▶ Description of the task
When a line in the entries contains the word "white", copy that line in full.

▶ Data for this task
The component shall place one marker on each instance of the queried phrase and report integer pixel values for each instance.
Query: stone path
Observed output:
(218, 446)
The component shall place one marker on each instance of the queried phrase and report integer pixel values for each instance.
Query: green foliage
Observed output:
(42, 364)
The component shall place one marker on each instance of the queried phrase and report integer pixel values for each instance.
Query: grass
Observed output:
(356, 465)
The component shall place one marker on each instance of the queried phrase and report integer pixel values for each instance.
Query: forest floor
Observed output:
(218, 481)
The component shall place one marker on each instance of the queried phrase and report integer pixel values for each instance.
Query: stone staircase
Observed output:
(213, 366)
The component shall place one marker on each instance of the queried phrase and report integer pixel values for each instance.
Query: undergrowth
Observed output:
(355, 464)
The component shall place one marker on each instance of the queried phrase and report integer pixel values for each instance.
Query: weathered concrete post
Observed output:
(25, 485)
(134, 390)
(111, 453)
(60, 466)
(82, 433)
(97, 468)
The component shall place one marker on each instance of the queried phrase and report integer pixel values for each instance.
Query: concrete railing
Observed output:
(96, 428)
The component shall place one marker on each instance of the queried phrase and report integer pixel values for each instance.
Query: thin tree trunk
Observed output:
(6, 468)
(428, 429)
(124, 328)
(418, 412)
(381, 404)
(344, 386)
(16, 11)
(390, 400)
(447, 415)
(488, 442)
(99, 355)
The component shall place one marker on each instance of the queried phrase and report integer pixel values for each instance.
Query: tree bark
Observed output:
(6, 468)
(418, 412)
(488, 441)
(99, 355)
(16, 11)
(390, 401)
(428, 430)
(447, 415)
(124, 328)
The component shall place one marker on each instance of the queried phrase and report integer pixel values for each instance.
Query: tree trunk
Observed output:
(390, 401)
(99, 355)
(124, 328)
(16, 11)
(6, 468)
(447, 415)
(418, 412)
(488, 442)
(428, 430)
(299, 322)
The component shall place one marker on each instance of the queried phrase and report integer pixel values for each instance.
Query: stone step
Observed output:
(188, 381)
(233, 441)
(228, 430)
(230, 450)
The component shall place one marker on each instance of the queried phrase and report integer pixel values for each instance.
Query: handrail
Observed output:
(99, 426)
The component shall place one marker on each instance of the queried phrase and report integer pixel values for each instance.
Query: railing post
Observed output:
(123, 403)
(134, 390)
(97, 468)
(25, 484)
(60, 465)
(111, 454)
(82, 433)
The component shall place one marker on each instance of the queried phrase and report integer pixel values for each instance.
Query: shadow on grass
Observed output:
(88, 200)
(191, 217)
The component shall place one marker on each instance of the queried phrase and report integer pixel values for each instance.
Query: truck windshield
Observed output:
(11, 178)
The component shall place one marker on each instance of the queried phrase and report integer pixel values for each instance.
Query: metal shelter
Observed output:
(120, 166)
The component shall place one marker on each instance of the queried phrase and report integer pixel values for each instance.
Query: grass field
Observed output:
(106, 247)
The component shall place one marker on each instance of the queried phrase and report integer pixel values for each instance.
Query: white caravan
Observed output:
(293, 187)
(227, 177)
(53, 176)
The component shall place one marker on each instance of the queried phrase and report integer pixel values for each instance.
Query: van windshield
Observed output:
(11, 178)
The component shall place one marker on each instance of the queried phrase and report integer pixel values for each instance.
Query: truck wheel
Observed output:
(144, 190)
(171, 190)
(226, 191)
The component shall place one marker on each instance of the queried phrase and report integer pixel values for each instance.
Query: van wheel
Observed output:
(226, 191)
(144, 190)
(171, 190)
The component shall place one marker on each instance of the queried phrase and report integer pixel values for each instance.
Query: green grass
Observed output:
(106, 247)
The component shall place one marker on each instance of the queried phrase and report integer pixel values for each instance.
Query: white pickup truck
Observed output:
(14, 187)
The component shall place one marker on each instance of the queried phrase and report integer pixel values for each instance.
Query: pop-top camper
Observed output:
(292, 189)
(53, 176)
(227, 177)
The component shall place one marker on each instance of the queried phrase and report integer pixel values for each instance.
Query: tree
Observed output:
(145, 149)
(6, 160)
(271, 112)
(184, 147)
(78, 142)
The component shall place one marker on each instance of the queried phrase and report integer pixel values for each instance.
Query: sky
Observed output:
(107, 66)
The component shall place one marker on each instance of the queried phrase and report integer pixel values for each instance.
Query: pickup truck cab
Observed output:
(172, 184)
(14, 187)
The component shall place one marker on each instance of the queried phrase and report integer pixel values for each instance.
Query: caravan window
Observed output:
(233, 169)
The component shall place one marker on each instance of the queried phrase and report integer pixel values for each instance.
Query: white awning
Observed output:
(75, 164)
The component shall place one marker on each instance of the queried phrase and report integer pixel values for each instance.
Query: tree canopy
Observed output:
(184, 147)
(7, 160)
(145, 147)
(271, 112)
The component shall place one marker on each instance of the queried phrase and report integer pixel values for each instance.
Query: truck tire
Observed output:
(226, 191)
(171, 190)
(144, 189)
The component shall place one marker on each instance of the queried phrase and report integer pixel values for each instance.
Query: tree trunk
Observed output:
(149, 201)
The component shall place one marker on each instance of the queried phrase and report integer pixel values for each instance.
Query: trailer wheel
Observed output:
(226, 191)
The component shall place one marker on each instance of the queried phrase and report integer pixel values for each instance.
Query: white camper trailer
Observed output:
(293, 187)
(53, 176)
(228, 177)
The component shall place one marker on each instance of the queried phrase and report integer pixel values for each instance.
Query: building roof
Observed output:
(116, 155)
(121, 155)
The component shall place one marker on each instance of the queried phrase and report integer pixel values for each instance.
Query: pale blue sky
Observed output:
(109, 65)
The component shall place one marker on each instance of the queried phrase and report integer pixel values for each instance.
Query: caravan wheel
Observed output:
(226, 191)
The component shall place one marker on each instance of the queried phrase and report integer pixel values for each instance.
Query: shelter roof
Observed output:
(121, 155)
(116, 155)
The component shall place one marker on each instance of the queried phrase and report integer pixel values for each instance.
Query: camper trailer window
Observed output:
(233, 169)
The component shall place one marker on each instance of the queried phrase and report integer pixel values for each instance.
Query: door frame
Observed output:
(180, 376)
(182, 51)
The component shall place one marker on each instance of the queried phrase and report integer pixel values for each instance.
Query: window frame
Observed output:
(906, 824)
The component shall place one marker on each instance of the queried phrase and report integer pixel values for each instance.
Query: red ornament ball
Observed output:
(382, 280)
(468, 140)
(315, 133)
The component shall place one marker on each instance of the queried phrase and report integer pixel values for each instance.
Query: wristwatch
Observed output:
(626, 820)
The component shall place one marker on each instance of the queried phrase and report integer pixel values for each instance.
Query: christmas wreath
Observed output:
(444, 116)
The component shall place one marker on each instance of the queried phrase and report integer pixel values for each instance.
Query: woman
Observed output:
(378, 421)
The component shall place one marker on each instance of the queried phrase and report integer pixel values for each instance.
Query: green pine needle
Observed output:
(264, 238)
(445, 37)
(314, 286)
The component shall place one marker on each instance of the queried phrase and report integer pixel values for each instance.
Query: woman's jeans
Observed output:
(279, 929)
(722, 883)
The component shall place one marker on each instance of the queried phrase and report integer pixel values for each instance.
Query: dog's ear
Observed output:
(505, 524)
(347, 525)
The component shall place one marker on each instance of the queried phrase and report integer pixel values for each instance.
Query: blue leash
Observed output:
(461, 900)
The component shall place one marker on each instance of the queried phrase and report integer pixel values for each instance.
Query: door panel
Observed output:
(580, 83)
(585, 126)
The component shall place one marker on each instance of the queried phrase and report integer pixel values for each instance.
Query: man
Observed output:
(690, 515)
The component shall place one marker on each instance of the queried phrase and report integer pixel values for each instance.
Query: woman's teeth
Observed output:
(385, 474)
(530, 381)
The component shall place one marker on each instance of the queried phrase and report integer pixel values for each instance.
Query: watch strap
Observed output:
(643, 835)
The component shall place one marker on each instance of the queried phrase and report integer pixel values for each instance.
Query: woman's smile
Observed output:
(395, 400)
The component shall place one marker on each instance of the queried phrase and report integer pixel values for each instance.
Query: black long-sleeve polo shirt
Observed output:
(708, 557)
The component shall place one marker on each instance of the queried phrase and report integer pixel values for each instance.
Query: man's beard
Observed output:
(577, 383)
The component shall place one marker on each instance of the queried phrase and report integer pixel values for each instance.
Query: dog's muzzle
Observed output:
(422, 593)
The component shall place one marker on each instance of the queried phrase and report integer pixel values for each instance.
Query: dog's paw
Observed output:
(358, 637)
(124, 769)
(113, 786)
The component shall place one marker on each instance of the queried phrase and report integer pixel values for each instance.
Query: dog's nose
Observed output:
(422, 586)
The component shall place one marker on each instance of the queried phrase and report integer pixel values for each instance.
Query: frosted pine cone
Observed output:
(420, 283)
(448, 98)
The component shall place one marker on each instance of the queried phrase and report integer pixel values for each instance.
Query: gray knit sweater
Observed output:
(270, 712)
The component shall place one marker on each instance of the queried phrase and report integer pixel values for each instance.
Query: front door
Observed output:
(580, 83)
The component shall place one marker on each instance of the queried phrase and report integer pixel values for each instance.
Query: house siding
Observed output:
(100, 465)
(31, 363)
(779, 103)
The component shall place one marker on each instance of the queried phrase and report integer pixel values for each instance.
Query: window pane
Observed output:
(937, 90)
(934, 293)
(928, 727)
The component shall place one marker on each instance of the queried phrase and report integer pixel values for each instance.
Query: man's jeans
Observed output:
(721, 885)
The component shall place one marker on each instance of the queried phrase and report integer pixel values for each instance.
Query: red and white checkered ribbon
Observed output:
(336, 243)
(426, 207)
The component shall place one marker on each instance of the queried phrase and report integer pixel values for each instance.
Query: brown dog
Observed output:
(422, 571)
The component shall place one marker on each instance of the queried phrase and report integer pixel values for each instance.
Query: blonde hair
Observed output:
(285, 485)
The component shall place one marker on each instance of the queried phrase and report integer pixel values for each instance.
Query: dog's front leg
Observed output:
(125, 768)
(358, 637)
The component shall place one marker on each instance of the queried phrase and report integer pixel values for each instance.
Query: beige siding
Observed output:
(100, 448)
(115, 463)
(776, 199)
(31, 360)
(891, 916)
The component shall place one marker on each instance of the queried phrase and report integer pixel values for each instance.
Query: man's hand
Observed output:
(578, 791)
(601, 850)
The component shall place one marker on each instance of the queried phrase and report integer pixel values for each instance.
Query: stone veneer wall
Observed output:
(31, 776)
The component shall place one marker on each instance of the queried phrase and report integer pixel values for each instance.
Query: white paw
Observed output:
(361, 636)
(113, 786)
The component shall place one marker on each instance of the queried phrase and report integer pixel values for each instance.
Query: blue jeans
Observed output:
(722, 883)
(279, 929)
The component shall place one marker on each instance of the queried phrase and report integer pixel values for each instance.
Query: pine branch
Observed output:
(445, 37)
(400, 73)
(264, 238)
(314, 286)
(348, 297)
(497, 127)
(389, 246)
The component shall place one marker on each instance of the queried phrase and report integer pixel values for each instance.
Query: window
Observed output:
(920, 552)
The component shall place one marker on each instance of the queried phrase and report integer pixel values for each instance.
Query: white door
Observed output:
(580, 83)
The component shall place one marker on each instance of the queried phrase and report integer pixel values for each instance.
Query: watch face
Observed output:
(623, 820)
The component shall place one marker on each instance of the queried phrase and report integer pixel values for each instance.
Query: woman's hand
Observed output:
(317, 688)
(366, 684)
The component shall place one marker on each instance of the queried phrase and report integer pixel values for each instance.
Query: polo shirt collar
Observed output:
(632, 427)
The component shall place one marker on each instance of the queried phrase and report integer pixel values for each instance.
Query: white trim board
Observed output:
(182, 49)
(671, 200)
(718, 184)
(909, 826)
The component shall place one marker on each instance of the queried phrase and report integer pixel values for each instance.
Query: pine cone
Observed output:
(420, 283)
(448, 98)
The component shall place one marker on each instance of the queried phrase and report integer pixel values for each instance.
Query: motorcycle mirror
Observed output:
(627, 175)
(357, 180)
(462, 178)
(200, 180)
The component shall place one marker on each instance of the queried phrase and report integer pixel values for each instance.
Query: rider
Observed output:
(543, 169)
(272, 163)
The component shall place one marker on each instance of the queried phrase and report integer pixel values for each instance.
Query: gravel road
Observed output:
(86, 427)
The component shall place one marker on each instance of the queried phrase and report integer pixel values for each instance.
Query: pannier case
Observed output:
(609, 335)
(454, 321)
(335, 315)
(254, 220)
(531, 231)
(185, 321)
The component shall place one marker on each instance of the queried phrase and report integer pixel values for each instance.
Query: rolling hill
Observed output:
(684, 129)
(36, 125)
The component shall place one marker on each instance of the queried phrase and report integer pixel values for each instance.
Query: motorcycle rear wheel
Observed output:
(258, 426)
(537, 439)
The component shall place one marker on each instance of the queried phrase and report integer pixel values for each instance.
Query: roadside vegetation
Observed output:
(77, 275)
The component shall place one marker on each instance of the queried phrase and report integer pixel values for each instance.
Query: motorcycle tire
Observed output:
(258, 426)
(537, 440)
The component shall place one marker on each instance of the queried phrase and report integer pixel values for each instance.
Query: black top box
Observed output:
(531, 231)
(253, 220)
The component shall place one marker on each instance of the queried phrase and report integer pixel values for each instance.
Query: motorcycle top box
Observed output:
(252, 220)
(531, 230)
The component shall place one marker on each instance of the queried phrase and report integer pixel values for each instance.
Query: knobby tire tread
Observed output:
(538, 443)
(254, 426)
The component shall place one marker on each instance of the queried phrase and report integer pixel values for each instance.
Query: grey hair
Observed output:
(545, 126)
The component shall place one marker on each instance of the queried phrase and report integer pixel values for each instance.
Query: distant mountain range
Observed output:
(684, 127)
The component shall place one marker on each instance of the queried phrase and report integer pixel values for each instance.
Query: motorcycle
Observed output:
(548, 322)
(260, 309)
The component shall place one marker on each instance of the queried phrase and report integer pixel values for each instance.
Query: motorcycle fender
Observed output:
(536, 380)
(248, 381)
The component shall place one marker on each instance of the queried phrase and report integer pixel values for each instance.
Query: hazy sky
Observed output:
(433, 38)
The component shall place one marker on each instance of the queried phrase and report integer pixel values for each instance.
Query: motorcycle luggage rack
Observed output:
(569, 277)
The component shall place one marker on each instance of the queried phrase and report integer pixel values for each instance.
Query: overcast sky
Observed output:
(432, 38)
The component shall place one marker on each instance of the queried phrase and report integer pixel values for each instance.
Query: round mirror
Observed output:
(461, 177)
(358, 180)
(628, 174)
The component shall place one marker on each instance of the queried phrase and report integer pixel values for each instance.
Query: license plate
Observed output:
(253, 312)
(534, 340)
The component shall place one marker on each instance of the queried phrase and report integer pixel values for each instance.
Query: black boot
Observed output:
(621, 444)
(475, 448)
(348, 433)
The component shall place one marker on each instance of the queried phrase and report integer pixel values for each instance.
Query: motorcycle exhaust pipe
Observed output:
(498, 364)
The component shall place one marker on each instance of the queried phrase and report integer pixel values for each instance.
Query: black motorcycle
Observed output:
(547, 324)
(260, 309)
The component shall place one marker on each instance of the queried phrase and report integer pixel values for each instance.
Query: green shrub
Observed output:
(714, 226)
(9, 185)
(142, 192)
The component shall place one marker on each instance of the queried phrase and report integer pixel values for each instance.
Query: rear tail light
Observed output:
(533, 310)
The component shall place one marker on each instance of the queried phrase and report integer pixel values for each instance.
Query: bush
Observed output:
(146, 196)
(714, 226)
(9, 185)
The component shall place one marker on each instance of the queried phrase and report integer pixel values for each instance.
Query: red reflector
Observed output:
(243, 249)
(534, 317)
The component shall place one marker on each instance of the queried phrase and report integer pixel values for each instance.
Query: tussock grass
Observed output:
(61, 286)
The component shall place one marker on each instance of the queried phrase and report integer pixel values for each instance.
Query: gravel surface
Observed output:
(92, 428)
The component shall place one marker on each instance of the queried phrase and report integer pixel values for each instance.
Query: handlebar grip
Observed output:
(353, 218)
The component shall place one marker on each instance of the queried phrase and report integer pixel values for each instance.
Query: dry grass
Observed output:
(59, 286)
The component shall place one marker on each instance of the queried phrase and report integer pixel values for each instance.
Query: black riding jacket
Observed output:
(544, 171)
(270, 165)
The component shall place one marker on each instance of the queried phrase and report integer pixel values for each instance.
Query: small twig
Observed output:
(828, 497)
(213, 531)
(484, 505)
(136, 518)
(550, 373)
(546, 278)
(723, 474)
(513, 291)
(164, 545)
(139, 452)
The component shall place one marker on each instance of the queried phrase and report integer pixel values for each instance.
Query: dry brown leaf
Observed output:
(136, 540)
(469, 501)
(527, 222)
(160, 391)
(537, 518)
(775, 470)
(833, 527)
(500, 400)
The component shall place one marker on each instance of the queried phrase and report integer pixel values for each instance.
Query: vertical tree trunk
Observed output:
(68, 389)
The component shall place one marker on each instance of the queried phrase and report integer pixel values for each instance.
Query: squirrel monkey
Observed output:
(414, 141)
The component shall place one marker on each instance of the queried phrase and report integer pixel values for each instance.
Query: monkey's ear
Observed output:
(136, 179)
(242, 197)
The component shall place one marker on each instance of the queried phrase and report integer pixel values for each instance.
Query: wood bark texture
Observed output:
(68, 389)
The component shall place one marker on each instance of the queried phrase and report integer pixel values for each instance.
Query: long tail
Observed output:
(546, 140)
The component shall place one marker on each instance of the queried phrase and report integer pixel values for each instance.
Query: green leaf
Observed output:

▶ The completed task
Query: white caravan
Query: white pickup truck
Query: white awning
Query: white camper trailer
Query: red and white checkered ribbon
Query: white paw
Query: white door
Query: white trim board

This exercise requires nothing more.